PROBLEM STATEMENT = Copy out every line of the data where the word "below" is found.

EXTRACTED RECORDS =
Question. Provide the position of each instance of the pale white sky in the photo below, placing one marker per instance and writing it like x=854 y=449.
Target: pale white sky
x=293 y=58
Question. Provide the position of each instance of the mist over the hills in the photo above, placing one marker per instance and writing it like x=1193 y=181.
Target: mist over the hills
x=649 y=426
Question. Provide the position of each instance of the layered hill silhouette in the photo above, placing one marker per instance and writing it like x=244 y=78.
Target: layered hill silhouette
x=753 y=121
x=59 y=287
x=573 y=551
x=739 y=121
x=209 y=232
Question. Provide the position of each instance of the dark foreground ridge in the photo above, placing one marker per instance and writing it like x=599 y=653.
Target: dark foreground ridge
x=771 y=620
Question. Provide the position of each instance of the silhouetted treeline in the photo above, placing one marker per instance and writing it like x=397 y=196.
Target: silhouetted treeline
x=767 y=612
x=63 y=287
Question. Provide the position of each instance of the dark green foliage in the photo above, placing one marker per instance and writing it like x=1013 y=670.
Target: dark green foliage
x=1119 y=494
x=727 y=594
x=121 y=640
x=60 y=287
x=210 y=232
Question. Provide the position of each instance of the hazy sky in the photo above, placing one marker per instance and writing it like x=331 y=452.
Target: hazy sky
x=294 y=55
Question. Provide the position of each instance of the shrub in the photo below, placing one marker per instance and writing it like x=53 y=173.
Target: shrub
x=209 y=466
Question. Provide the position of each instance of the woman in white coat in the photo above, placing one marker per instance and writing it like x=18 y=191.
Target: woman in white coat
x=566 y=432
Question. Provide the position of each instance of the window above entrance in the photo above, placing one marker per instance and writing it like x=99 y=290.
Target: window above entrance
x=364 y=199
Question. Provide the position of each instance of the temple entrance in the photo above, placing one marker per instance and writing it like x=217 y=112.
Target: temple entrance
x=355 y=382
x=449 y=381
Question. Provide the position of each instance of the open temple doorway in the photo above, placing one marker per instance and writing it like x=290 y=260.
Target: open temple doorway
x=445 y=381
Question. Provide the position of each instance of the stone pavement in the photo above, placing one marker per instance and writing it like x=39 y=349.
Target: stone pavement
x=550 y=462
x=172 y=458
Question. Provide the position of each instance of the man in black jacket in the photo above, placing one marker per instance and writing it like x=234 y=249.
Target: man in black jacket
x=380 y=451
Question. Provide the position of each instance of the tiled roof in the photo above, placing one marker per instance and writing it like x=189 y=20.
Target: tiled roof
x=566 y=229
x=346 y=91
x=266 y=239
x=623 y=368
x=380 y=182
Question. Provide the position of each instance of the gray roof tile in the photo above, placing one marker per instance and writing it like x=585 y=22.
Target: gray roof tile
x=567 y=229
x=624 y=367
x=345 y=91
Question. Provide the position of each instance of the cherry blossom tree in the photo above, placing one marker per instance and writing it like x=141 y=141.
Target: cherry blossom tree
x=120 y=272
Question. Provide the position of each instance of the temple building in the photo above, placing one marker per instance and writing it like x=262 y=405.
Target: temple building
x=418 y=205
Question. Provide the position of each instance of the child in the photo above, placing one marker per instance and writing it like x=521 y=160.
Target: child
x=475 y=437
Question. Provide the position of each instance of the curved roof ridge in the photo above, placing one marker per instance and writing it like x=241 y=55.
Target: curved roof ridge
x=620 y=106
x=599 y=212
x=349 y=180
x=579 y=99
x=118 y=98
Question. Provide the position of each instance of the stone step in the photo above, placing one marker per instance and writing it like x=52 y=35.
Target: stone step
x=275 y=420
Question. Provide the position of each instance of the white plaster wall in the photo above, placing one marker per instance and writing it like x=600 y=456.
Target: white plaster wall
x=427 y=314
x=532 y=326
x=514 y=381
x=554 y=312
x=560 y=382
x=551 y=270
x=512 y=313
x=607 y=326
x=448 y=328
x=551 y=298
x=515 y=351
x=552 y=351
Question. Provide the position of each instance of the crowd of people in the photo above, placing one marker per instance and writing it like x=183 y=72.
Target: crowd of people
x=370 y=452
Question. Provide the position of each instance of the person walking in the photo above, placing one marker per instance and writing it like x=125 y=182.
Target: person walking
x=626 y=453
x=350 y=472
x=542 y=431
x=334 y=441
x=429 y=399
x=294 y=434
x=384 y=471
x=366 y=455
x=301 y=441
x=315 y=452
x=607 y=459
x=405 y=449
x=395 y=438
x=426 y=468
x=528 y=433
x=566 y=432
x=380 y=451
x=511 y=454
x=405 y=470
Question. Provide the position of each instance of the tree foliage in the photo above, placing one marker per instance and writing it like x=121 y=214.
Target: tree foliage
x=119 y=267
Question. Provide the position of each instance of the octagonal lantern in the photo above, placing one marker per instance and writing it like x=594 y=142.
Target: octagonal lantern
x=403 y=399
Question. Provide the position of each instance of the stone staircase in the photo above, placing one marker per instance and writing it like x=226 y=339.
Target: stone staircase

PROBLEM SOLUTION =
Question. Provide the position of each instance of the pale white sky in the photo below, placing one marker per instance and writing it like x=854 y=449.
Question. Provide the position of each instance of the shrub in the photo below, placing one marker per instance and writing it like x=53 y=173.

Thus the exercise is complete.